_GIVEN RECORDS_
::::::::::

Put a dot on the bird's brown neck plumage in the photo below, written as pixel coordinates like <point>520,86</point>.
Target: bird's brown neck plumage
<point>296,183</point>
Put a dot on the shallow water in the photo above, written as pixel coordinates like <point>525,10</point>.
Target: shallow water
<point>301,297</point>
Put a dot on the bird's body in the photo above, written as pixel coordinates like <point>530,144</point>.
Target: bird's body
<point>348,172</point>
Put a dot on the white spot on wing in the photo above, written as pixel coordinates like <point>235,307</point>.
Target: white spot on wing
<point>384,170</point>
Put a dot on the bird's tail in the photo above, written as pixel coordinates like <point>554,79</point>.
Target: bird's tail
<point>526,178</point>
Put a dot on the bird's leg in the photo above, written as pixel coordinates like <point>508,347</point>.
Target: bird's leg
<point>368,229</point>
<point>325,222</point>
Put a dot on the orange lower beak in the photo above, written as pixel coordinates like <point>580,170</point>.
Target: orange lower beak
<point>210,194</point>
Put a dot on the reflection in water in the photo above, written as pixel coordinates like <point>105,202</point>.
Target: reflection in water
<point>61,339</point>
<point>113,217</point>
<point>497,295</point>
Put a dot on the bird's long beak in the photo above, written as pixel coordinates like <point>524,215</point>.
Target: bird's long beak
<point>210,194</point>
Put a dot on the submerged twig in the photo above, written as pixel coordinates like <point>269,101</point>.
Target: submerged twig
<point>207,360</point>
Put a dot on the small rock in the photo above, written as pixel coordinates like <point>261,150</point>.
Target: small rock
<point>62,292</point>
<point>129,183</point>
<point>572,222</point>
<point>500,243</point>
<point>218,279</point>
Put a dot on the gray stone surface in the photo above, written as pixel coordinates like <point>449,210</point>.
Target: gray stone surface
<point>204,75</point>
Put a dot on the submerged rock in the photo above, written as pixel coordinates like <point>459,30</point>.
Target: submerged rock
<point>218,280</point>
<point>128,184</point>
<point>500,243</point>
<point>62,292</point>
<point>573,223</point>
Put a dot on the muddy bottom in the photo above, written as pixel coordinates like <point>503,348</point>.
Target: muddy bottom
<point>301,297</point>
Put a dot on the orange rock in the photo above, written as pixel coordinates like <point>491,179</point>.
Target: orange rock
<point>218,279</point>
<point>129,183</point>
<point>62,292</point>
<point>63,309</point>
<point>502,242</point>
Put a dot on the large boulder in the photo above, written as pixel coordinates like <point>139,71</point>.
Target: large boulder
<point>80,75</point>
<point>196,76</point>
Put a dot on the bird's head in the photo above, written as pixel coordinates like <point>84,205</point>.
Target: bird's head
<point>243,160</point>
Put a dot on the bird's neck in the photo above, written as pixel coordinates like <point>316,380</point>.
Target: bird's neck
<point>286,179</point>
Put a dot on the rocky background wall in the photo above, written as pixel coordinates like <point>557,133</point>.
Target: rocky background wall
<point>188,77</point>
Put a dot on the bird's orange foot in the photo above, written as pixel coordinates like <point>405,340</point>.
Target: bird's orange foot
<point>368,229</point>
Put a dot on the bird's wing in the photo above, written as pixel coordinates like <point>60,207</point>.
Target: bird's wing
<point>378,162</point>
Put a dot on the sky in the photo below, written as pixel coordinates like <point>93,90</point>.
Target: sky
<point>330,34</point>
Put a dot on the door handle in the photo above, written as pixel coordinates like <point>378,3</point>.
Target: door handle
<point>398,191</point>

::::::::::

_TASK DESCRIPTION_
Check each line of the material above for the string "below". Please count those that have it and reply with the number only.

_WORKED SOLUTION_
2